Records for pointing at named objects:
###
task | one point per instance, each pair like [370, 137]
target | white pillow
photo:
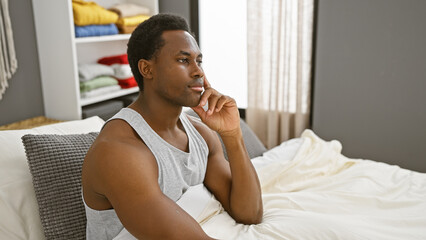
[18, 206]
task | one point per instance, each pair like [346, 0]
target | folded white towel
[89, 71]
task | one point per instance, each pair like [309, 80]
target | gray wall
[370, 79]
[23, 98]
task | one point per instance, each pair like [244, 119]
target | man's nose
[198, 71]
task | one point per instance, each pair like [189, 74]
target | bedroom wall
[370, 79]
[24, 98]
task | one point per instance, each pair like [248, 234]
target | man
[149, 153]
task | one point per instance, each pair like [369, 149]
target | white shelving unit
[60, 53]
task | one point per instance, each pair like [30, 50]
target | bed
[309, 189]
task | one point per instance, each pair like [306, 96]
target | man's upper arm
[130, 183]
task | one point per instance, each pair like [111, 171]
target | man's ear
[145, 68]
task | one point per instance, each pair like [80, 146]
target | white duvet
[311, 191]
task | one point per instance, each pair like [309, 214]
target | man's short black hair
[146, 40]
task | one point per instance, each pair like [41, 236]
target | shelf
[107, 38]
[122, 92]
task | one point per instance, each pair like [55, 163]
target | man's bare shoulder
[118, 156]
[118, 136]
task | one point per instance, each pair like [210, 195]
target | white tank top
[177, 170]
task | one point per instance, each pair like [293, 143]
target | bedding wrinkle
[321, 194]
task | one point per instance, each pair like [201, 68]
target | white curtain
[8, 62]
[279, 68]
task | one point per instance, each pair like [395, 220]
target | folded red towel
[127, 83]
[120, 59]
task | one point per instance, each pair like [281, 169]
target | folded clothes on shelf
[132, 21]
[90, 71]
[121, 71]
[129, 10]
[127, 83]
[100, 91]
[98, 82]
[116, 59]
[95, 30]
[128, 24]
[90, 13]
[126, 29]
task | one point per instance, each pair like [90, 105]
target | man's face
[177, 72]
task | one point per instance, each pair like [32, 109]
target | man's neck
[160, 116]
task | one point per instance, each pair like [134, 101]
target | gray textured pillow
[254, 146]
[55, 163]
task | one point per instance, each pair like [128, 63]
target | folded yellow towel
[129, 10]
[132, 21]
[88, 13]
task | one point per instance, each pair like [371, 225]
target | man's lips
[197, 88]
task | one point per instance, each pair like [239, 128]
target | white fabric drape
[8, 62]
[279, 68]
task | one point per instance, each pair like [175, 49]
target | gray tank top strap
[177, 170]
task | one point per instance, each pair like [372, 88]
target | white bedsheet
[321, 194]
[311, 191]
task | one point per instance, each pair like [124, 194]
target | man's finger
[205, 97]
[206, 83]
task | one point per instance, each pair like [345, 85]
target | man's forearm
[245, 197]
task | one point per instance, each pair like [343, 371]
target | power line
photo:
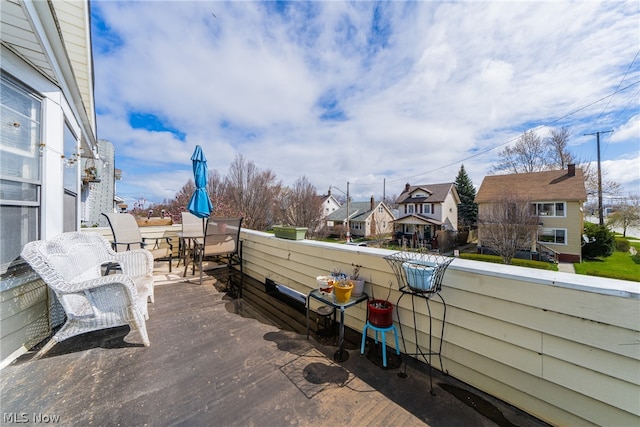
###
- _EXERCISE DIRECTIONS_: Transcribe, without alteration, the lines from the one containing "task | one point per instance, each pair like [281, 169]" through the final line, both included. Leave the pictures out of your answer.

- _REPLY TO THE TASK_:
task | one point per instance, each pair like [281, 169]
target | folded clothes on shelf
[132, 21]
[90, 71]
[121, 71]
[129, 10]
[127, 83]
[100, 91]
[98, 82]
[116, 59]
[95, 30]
[128, 24]
[90, 13]
[126, 29]
task | one point per instance, each pair like [90, 105]
target | man's face
[177, 72]
task | one point per instance, each pair like [32, 109]
target | man's neck
[160, 116]
task | one point per instance, each pair like [134, 101]
target | gray textured pillow
[254, 146]
[55, 163]
task | one point per instance, each pair like [128, 63]
target | folded yellow towel
[129, 10]
[132, 21]
[88, 13]
task | one point per instance, each pair like [371, 225]
target | man's lips
[197, 88]
task | one point per instance, each pair like [239, 128]
target | white fabric drape
[8, 62]
[279, 68]
task | one point per instance, each pair like [175, 49]
target | gray tank top strap
[177, 170]
task | one point per instance, each pair like [372, 88]
target | white bedsheet
[321, 194]
[311, 191]
task | one point per instance, each pair like [124, 194]
target | man's finger
[205, 97]
[206, 83]
task | one point per instance, each pair like [345, 85]
target | man's forearm
[245, 197]
task | one point per instance, each pair like [343, 371]
target | power line
photo:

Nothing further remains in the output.